Excerpt provided
1.31.2012

Now, let's see if this works.

Yeah.. I've been going on about this Jan thing well.. all month.. the thing is that January is supposed to be a crappy month full of crappy stuff and crappy weather which is at best just unbearably dull and considerably irritating... and yeah, it's been that..


the end of Jan is supposed to be.. the end of all that.. well it'll still be a bit cold at least but the rest, I'm hoping for a clean zapping of it in.. well, just over an hour now.

*waits*

1.30.2012

I just wish..

this was all done with..


is all.

I suppose I should explain in more detail.. er.. actually it's really boring, so I won't.

1.27.2012

So that's one more food group to cut out..

Well.. luckily I don't live in Oklahoma..

OKLAHOMA CITY (AP) — A Republican state senator from Oklahoma City introduced a bill Tuesday that would ban the use of aborted human fetuses in food, despite conceding that he's unaware of any company using such a practice.
I don't usually comment much, these days on the world out there and it's happenings, mostly because.. well it's not usually trivial and ridiculous enough.. ok, there's plenty that is, but for some reason I thought this little nugget of news was worthy of being shared with (possibly) a few more people.

Now, if the senator gets bored, as I'm going to charitably assume he already is and that's why he came up with this idea, I have a few more suggestions for bills or laws or clams or whatever you call them these days, that he can try to pass:
  • Flying your car in a no fly zone.
  • Building a structure that is more than 15oom (4921feet) tall
  • Bathing in the ocean.

Listed records

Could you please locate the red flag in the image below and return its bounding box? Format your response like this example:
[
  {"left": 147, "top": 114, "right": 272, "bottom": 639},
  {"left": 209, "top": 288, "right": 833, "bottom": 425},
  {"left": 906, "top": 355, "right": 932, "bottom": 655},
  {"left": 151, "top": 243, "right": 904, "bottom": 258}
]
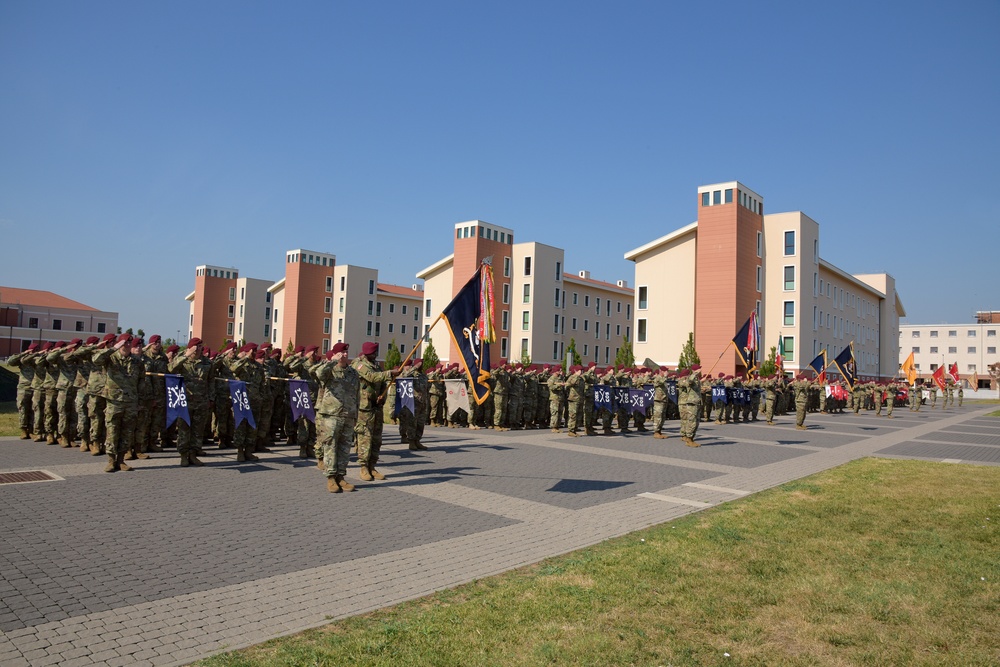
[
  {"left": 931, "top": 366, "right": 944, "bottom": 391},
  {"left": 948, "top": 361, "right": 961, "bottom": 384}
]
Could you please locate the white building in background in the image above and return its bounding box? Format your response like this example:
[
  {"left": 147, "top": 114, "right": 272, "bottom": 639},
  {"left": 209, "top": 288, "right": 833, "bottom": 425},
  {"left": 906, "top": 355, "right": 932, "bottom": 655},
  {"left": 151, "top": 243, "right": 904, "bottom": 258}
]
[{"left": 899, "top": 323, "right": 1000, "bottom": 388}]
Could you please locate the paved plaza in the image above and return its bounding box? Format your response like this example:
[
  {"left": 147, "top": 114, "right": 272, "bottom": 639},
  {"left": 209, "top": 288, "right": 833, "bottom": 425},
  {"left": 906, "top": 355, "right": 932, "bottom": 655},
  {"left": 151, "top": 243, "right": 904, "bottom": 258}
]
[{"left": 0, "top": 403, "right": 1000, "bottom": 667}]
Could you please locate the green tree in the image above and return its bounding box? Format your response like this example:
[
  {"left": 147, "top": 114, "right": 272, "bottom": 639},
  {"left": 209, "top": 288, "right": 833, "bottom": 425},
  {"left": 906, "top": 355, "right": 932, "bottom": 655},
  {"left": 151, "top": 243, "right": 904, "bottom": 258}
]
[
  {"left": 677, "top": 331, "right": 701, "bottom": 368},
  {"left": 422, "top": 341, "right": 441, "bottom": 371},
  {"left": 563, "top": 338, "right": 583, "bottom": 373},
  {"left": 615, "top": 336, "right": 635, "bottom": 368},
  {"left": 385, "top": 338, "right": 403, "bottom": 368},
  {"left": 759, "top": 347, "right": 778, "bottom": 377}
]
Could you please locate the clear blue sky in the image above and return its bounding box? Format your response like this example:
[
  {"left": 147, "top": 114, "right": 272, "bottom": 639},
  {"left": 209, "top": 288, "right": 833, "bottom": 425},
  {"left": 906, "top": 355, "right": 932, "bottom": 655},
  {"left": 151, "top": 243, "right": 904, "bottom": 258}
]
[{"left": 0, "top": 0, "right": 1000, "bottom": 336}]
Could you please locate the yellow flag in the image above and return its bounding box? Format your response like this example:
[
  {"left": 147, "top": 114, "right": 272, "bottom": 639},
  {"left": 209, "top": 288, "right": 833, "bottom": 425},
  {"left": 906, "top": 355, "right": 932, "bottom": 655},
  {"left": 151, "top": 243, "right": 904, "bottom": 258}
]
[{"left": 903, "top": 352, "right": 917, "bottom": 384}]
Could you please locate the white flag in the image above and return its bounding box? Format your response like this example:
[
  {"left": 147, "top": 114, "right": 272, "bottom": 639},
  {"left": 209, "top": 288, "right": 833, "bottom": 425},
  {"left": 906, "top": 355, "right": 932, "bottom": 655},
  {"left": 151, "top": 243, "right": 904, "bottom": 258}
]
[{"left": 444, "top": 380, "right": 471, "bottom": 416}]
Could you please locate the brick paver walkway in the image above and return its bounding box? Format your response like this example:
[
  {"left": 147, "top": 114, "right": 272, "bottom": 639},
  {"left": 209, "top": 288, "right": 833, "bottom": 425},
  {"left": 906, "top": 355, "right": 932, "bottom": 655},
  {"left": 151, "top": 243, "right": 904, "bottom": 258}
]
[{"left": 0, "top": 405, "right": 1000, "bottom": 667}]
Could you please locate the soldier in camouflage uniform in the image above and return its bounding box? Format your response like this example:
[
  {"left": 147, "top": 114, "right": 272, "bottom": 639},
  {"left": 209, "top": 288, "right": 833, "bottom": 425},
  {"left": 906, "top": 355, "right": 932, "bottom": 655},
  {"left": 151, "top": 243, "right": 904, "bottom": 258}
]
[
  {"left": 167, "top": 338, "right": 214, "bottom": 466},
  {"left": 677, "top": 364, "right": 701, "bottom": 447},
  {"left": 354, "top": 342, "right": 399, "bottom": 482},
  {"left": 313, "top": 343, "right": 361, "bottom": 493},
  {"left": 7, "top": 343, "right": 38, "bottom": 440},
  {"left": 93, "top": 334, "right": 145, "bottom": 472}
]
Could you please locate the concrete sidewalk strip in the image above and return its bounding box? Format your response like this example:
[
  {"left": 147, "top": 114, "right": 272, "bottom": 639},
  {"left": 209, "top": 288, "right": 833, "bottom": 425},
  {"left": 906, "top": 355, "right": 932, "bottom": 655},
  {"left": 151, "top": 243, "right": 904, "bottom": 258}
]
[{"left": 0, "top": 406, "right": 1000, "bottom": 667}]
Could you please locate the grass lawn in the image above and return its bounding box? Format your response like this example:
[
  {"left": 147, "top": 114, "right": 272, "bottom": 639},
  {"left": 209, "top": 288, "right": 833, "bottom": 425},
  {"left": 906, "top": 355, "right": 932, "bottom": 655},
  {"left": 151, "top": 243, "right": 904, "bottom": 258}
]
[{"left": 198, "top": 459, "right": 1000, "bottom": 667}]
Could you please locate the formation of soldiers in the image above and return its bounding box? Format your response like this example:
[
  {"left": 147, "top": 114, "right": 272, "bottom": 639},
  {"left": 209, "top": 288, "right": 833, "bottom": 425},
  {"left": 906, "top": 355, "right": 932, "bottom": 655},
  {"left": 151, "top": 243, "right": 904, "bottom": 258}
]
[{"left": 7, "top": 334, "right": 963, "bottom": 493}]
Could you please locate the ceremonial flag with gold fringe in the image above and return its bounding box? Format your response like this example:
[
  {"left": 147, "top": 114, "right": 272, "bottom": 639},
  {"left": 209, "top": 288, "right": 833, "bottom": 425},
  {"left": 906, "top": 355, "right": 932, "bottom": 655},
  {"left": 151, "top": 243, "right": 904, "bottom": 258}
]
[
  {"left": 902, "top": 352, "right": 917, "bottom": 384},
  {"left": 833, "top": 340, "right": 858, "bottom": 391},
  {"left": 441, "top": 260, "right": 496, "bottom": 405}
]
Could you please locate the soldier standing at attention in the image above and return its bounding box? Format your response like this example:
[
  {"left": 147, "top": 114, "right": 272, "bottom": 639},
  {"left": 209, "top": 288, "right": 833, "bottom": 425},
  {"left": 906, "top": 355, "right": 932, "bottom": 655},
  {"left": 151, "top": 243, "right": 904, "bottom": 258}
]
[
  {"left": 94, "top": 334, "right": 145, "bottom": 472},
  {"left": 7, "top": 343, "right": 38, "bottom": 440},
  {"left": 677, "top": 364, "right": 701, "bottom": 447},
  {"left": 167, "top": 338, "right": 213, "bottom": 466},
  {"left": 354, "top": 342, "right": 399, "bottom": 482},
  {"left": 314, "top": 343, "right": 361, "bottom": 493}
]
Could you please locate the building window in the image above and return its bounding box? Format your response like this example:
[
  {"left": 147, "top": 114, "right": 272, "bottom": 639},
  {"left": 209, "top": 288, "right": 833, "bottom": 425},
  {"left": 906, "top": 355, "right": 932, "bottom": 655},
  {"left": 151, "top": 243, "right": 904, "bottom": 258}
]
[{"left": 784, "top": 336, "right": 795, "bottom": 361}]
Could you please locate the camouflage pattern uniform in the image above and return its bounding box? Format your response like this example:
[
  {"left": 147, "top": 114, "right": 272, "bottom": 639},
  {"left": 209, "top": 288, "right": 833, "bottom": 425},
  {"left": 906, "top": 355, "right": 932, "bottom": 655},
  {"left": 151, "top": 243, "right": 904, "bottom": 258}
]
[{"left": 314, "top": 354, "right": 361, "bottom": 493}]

==

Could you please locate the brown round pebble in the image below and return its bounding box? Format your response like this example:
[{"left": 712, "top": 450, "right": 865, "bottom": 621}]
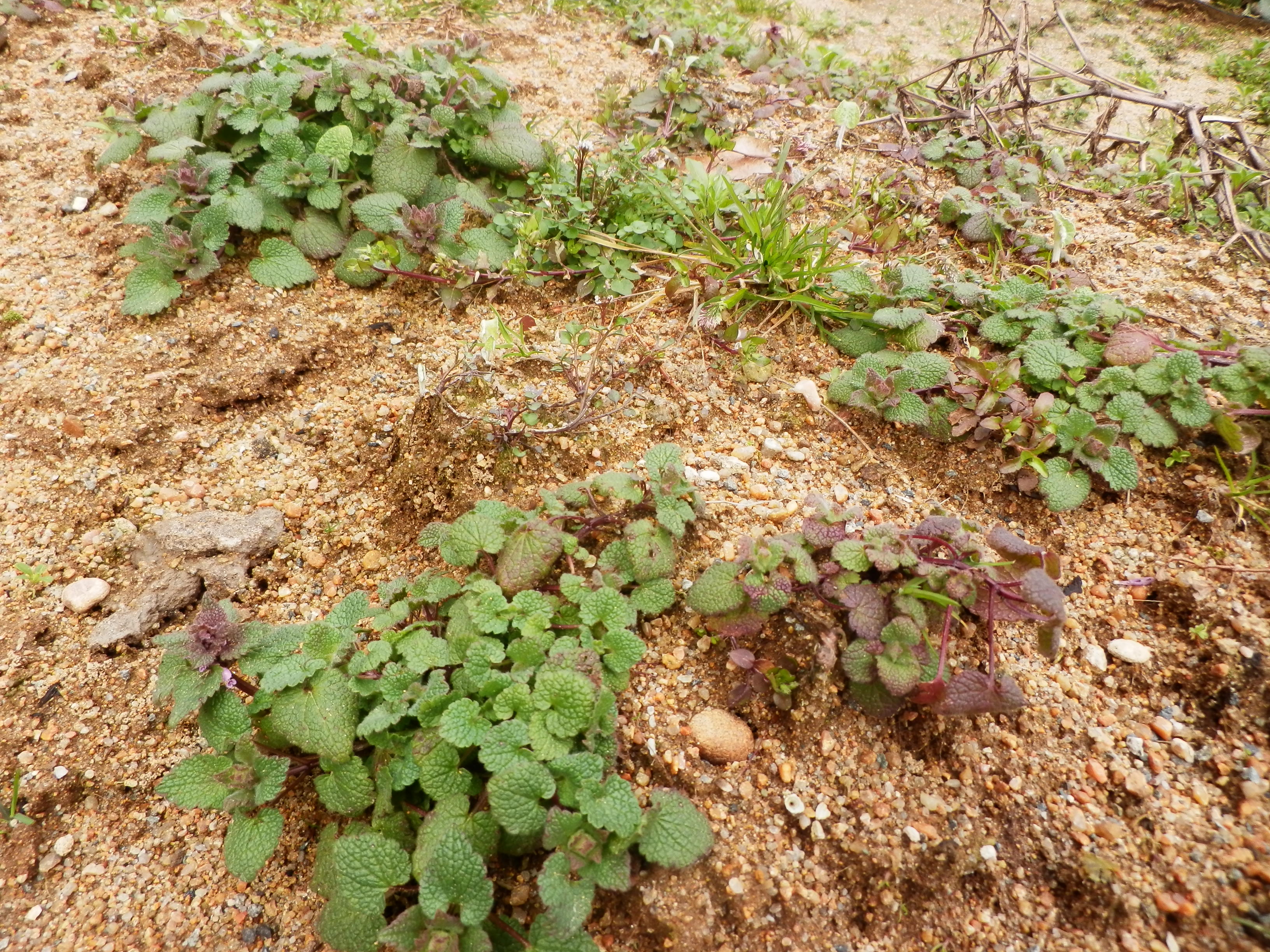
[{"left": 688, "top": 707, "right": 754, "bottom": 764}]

---

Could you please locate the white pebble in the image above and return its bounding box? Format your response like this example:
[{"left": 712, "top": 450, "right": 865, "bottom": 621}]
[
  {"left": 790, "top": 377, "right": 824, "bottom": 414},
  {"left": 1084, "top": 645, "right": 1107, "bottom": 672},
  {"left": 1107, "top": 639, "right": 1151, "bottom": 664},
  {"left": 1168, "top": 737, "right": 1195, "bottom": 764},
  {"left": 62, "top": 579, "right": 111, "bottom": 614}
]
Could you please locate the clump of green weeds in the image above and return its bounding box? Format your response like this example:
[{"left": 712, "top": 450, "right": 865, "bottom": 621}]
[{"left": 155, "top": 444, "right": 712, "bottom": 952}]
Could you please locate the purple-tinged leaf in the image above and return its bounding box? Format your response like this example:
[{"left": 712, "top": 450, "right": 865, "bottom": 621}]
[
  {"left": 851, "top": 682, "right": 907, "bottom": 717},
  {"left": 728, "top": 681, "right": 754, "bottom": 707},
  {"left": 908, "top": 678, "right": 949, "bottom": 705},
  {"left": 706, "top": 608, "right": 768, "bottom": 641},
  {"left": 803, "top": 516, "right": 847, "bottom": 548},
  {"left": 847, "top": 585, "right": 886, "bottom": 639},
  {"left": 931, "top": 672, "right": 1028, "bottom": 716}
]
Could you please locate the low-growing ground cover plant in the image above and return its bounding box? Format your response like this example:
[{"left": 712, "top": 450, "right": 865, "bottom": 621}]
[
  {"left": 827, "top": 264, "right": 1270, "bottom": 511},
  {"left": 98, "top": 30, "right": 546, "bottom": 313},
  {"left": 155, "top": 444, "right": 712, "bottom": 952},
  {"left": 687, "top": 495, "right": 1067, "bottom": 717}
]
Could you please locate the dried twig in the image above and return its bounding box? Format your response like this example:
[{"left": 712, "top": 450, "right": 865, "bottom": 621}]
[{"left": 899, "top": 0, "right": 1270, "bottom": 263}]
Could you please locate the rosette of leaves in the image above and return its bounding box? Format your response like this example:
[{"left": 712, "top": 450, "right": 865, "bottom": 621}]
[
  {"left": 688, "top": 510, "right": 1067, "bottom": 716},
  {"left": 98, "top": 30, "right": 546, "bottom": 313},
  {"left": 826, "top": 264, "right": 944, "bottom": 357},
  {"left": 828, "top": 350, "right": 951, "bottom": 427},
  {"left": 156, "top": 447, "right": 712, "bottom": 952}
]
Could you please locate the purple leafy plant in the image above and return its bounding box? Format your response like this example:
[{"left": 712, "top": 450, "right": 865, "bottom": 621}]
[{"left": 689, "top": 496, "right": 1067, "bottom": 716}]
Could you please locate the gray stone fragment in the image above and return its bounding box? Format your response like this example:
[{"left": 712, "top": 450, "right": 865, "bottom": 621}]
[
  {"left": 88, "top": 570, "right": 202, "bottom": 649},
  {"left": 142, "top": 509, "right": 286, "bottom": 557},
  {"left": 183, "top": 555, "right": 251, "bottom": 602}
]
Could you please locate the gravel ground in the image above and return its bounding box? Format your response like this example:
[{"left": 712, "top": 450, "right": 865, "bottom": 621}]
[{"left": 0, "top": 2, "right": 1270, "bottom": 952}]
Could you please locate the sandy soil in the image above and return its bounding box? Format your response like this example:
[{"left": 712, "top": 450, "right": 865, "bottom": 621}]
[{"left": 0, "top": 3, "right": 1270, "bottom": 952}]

Required tasks
a) Could you rewrite the blog posts starting at "this was all" and ending at "to cut out..", putting "tedious" in place of "boring"?
b) How would you put the sentence "Now, let's see if this works." from the blog posts into Spanish?
The material has no connection to the blog posts.

Set of answers
a)
this was all done with..


is all.

I suppose I should explain in more detail.. er.. actually it's really tedious, so I won't.

1.27.2012

So that's one more food group to cut out..

b) Ahora, veamos si esto funciona.